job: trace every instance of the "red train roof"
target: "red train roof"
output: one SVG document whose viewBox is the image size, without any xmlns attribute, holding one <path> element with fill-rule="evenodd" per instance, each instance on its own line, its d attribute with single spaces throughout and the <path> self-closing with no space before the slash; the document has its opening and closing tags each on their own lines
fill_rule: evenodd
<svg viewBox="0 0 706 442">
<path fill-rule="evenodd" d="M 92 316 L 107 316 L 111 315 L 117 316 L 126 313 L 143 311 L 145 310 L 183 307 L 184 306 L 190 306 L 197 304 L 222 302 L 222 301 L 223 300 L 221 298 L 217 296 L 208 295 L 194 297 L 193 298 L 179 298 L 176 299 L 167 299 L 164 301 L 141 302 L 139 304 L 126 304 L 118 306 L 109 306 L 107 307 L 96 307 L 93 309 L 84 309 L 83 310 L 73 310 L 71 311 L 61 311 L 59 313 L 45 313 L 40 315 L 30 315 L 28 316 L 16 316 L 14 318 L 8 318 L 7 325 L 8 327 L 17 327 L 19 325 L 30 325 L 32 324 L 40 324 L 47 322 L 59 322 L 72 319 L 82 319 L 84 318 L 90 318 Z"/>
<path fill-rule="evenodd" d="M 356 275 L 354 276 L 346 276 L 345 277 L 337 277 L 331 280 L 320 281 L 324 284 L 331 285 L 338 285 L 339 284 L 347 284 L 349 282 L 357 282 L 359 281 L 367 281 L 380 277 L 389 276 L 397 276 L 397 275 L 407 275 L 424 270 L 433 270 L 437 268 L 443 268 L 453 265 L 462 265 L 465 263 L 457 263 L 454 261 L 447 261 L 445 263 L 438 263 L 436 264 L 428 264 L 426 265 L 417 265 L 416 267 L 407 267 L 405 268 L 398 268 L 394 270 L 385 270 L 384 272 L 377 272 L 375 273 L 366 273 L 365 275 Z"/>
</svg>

=-=-=-=-=

Required work: Render each line of the items above as a Markdown table with columns Row and Line. Number the rows in order and leave out blank lines.

Response below:
| Row | Line |
|---|---|
| 1 | job: trace every instance of the "red train roof" |
| 2 | target: "red train roof" |
| 3 | output: one SVG document whose viewBox is the image size, without any xmlns attribute, holding one <path> element with fill-rule="evenodd" per instance, each instance on its own line, its d attribute with single spaces throughout and the <path> self-closing with no space before the slash; the document has its opening and closing tags each on their own lines |
| 4 | fill_rule: evenodd |
| 5 | <svg viewBox="0 0 706 442"> |
| 6 | <path fill-rule="evenodd" d="M 92 316 L 107 316 L 111 315 L 117 316 L 126 313 L 143 311 L 145 310 L 183 307 L 184 306 L 190 306 L 197 304 L 222 302 L 222 301 L 223 300 L 221 298 L 217 296 L 208 295 L 194 297 L 193 298 L 179 298 L 176 299 L 167 299 L 164 301 L 141 302 L 139 304 L 126 304 L 118 306 L 109 306 L 107 307 L 96 307 L 93 309 L 84 309 L 83 310 L 73 310 L 71 311 L 61 311 L 59 313 L 45 313 L 40 315 L 30 315 L 28 316 L 16 316 L 14 318 L 8 318 L 7 325 L 8 327 L 17 327 L 19 325 L 30 325 L 32 324 L 40 324 L 47 322 L 59 322 L 72 319 L 82 319 L 84 318 L 90 318 Z"/> |
| 7 | <path fill-rule="evenodd" d="M 356 275 L 354 276 L 346 276 L 345 277 L 337 277 L 331 280 L 320 281 L 324 284 L 331 285 L 338 285 L 339 284 L 347 284 L 349 282 L 357 282 L 359 281 L 367 281 L 380 277 L 389 276 L 397 276 L 397 275 L 407 275 L 424 270 L 433 270 L 437 268 L 443 268 L 453 265 L 462 265 L 465 263 L 457 263 L 454 261 L 447 261 L 445 263 L 438 263 L 436 264 L 428 264 L 426 265 L 417 265 L 416 267 L 407 267 L 405 268 L 398 268 L 394 270 L 385 270 L 384 272 L 377 272 L 375 273 L 366 273 L 365 275 Z"/> |
| 8 | </svg> |